- PASSAGE:
============================================================
Dataset containing 116,756 panoramic and 40,209 periapical radiographic images and comprising 10 manufacturers and 27 types of dental implant systems.

We included only DIS that contained at least 100 periapical and 100 panoramic images from the raw NIA dataset. Finally, the dataset used in this study contained 116,756 panoramic and 40,209 periapical images, comprised 10 manufacturers and 27 types of DIS. Specifically, the dataset included Neobiotech (n = 21,260, 13.54%), Nobel biocare (n = 3644, 2.32%), Dentsply (n = 15,296, 9.74%), Dentium (n = 41,096, 26.18%), Dioimplant (n = 1530, 0.97%), Megagen (n = 7801, 4.97%), Straumann (n = 4977, 3.17%), Shinhung (n = 3376, 2.15%), Osstem (n = 42,920, 27.34%), and Warantec (n = 15,065, 9.60%). The detailed types of DIS are listed in Table 2 and illustrated in Fig. 3.

Table 2 Number of panoramic and periapical radiographic images for each dental implant system.
============================================================
- WHAT TO WORK ON:
**a.** Answer these questions using the dental implant dataset passage:
(i) What minimum number of images did a dental implant system need in order to be included?
(ii) How many manufacturers and how many types of dental implant systems does the final dataset contain?
(iii) How many images and what percentage are listed for Dentium?
**b.** Please list every manufacturer in the dental implant dataset passage whose share of the dataset is below 5%, with its image count and percentage.
**c.** Resume the dental implant dataset passage from the point where it stops.
The records that follow come from a separate source.

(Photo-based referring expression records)
============================================================
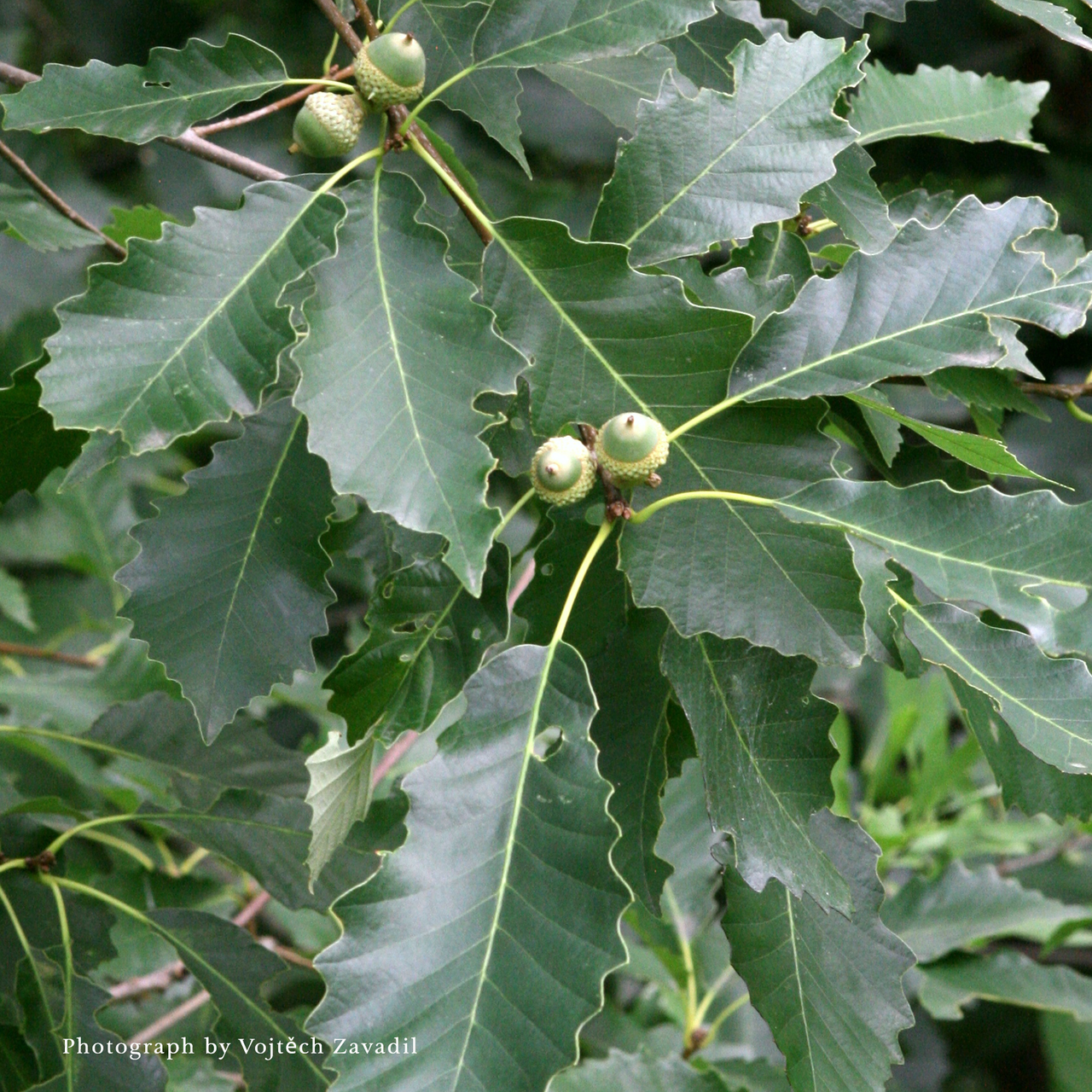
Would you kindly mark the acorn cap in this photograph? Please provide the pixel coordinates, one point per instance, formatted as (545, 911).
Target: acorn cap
(631, 447)
(562, 471)
(390, 70)
(328, 125)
============================================================
- SOLVED TASKS:
**a.**
(i) At least 100 periapical and 100 panoramic images.
(ii) 10 manufacturers and 27 types.
(iii) 41,096 images, 26.18%.

**b.**
Nobel biocare (n = 3644, 2.32%)
Dioimplant (n = 1530, 0.97%)
Megagen (n = 7801, 4.97%)
Straumann (n = 4977, 3.17%)
Shinhung (n = 3376, 2.15%)

**c.**
Figure 3
figure 3

Multi-label classification confusion matrix with normalization using panoramic and periapical radiographic images.

Implementation of automated DL algorithm

For the identification and classification of 156,965 radiographic images, a customized automatic DL engine (Neuro-T version 3.0.1, Neurocle Inc., Seoul, Korea) was adopted in this study. Within the available computing resources and training time, an automated DL algorithm is a self-training architecture that selects appropriate DL models and optimizes the hyperparameters (including the resize method, number of network convolutional layers, decay method, learning rate, dropout rate, batch size, number of epochs and patience, and optimizer) to fit the model in the customized dataset36.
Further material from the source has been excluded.